→ Directions for this task
Reproduce all of the records below word for word, leaving out the pictures.

────────

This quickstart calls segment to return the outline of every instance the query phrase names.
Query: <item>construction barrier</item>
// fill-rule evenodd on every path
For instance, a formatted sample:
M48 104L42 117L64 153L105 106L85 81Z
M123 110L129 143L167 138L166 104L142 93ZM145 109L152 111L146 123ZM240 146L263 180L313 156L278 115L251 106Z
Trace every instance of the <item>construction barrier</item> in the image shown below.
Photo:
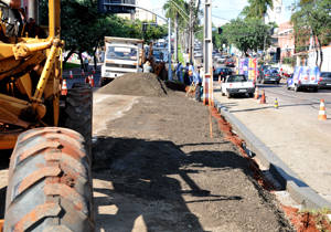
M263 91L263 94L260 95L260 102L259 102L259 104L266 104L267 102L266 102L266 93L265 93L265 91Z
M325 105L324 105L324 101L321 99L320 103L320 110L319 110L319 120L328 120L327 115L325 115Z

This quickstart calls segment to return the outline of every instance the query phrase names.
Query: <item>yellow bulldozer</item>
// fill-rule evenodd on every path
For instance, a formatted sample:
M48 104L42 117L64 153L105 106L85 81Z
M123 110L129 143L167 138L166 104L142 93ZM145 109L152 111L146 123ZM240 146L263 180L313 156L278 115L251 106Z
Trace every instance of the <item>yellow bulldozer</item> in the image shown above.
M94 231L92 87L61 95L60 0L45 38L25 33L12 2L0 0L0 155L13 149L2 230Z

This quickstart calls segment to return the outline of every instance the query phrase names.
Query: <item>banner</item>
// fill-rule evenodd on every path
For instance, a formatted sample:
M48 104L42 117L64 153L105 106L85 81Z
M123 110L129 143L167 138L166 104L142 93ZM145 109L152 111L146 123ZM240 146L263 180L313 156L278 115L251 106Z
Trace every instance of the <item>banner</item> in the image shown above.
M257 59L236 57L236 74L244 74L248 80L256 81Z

────────

→ Task answer
This quickstart calls segment to return the outline of every instance the query phrase names.
Query: <item>construction barrier</item>
// fill-rule evenodd on every path
For instance, a formatted sample:
M48 104L42 117L64 153L105 106L85 81Z
M123 110L129 143L167 138L166 104L142 93ZM145 109L152 111L146 123ZM240 146L263 180L313 156L278 115L251 106Z
Trace every instance of the <item>construction barrier</item> in the image shown below.
Photo:
M263 91L263 94L260 95L260 102L259 102L259 104L266 104L267 102L266 102L266 93L265 93L265 91Z
M325 105L324 105L324 101L321 99L320 103L320 110L319 110L319 120L328 120L327 115L325 115Z

This quickstart calls segment to return the outline of every instance the query phrase names.
Query: <item>yellow bulldozer</item>
// fill-rule evenodd on every path
For instance, a formatted sample:
M48 104L42 117L64 153L105 106L85 81Z
M123 110L129 143L167 138L166 104L142 93ZM145 109L152 111L146 123ZM240 146L263 180L313 156L278 115L251 106Z
Trace every instance of the <item>yellow bulldozer</item> in the image shown above.
M94 231L92 87L61 95L60 0L45 38L25 33L12 2L0 0L0 155L13 149L2 230Z

This quickstart calls segment to return the outline of every instance the query phrase names.
Query: <item>banner</item>
// fill-rule evenodd on every path
For instance, a formatted sample:
M48 104L42 117L64 153L105 106L85 81Z
M123 110L129 143L167 138L166 104L142 93ZM145 109L152 111L146 123ZM240 146L263 180L313 156L278 115L251 106Z
Trace every instance of the <item>banner</item> in the image shown above.
M257 59L236 57L236 74L244 74L248 80L256 81Z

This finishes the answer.